### DIRECTIONS FOR THIS TASK
Print the records below exactly; all of them are needed.

### EXTRACTED ENTRIES
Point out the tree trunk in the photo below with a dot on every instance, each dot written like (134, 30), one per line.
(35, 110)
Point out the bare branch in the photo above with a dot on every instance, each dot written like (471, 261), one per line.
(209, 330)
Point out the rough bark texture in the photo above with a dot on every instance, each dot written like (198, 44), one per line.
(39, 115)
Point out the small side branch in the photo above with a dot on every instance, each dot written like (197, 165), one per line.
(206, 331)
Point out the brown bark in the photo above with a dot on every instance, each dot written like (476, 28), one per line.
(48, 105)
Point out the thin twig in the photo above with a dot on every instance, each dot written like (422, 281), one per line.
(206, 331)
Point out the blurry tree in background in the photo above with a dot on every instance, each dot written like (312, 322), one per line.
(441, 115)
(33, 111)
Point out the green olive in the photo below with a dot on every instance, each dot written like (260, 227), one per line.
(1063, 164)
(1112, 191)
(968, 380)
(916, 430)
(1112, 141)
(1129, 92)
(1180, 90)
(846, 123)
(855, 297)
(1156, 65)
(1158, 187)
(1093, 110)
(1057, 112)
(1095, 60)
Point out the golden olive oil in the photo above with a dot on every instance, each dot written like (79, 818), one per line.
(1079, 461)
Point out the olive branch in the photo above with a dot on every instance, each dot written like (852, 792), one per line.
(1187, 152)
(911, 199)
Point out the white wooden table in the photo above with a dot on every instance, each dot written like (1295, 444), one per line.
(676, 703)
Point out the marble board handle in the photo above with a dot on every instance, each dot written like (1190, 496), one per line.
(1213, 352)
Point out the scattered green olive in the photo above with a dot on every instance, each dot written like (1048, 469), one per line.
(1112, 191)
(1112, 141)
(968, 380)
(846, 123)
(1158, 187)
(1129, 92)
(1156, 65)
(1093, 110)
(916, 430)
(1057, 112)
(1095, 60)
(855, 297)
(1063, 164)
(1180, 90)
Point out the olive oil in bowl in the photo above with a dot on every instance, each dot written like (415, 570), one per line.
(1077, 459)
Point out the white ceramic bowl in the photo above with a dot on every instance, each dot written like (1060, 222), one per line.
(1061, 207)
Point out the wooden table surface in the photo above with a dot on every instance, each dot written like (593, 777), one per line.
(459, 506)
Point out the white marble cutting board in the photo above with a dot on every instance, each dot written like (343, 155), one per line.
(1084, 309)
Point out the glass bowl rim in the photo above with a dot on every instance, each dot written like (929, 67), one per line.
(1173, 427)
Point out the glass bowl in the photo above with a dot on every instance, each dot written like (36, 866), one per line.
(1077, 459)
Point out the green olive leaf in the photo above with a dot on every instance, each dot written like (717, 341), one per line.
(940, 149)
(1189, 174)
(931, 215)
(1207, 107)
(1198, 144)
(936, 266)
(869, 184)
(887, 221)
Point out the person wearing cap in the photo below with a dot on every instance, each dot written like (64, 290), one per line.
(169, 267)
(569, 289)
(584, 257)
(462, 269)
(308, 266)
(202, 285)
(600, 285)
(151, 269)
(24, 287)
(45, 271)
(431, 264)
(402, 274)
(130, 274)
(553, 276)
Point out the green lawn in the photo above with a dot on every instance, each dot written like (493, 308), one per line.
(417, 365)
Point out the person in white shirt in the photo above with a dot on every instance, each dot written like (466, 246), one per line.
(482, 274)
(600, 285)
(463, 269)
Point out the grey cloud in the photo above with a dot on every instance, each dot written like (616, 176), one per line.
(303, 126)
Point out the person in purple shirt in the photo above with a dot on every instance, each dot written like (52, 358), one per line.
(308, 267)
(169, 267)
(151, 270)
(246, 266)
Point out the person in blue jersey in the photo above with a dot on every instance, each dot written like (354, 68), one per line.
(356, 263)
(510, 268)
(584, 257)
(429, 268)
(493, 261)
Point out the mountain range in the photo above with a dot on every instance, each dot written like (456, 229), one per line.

### ANSWER
Point out the tree trunk in the photo below with a dot on every instance, each dot written like (134, 30), one per line.
(35, 110)
Point out the bare branch in the photo above with a dot on every instance, each dot written like (471, 261), one per line.
(209, 330)
Point out the rough bark texture in the photo above with a dot on every instance, each dot written like (198, 44), one per line.
(39, 115)
Point out the small side branch in the photo above with a dot on every instance, each dot written like (197, 165), one per line.
(206, 331)
Point out the brown bark in the photo above with a dot on every instance, each dot written like (476, 28), one per line.
(48, 105)
Point out the thin twig in the photo above with a dot on every instance, each dot written like (422, 281), one per line.
(206, 331)
Point out the blurry tree in background in the photo above with a dot on every instance, each dot written like (312, 322), one per line.
(441, 115)
(33, 111)
Point out the green olive in the photo below with a dot on every instance, each dot written like (260, 227), one per line.
(1063, 164)
(1112, 191)
(968, 380)
(916, 430)
(1112, 141)
(1129, 92)
(1180, 90)
(846, 123)
(855, 297)
(1156, 65)
(1158, 187)
(1093, 110)
(1057, 112)
(1095, 60)
Point out the golden olive oil in the photo above with a dot on every instance, each dot written like (79, 818), one per line.
(1079, 461)
Point out the olive branch in the photo above with a dot on every instance, each dot written like (852, 792), one per line.
(1187, 152)
(911, 199)
Point out the white wooden table in the photo above with a dot on every instance, each dot written like (1295, 444), one per line.
(676, 703)
Point out the marble board handle in the photo above with a dot on every instance, each dot written like (1190, 496), one per line.
(1213, 352)
Point out the scattered green olive in the photo above with a dot on every instance, each dot written like (1048, 469), one per line.
(1112, 191)
(1112, 141)
(968, 380)
(846, 123)
(1158, 187)
(1129, 92)
(1156, 65)
(1093, 110)
(916, 430)
(1057, 112)
(1095, 60)
(855, 297)
(1063, 164)
(1180, 90)
Point out the olive oil in bowl in the photo above with a dot on every instance, each dot written like (415, 570), one per line.
(1077, 459)
Point out the white ceramic bowl in the photo above with a dot on every instance, each dot written like (1060, 222), one per line.
(1061, 207)
Point out the wooden table surface in the photo above with a dot on every instance, each dot written like (593, 777), one per line.
(459, 506)
Point out the white marble cutting board in the photo above with a dot on every instance, each dot written like (343, 155), one per line.
(1084, 309)
Point out the glass bowl rim in the photo above with a dot on every instance, each dot written like (929, 67), one per line.
(1173, 427)
Point out the glass bowl in the photo above with a dot on every instance, each dot written like (36, 866), one per line.
(1077, 459)
Point out the green olive leaf in the photo above with a dot on every instance, each dot written like (717, 341), one per line.
(940, 149)
(1189, 174)
(931, 215)
(1207, 107)
(1198, 144)
(936, 266)
(869, 184)
(887, 221)
Point out the person wearing cap in the photo below with a dot on every instance, each dot written like (64, 290), one per line.
(169, 267)
(569, 289)
(584, 257)
(462, 269)
(308, 266)
(202, 285)
(600, 285)
(151, 269)
(24, 287)
(45, 271)
(431, 264)
(402, 274)
(130, 274)
(553, 276)
Point out the green lawn in the photo above with a dot on every instance, each dot written like (493, 308), one per line.
(417, 365)
Point out the person in white shirt in the photo above with a dot on every instance, each dot written like (466, 246), one per line.
(482, 274)
(600, 285)
(463, 269)
Point out the grey cloud in the photo above with a dot on every instance, each dot written like (616, 176), one per line.
(303, 126)
Point out the person in purple shirt in the photo above with a dot on every instance, each dot written like (52, 358), one per line.
(308, 267)
(169, 267)
(151, 270)
(246, 266)
Point out the person in blue jersey in the photo above with a dot on every instance, each dot written like (354, 68), one per line.
(356, 263)
(510, 268)
(584, 257)
(429, 268)
(493, 261)
Point out the mountain range in the photo above with a dot on every instance, each dot written like (456, 229), one per line.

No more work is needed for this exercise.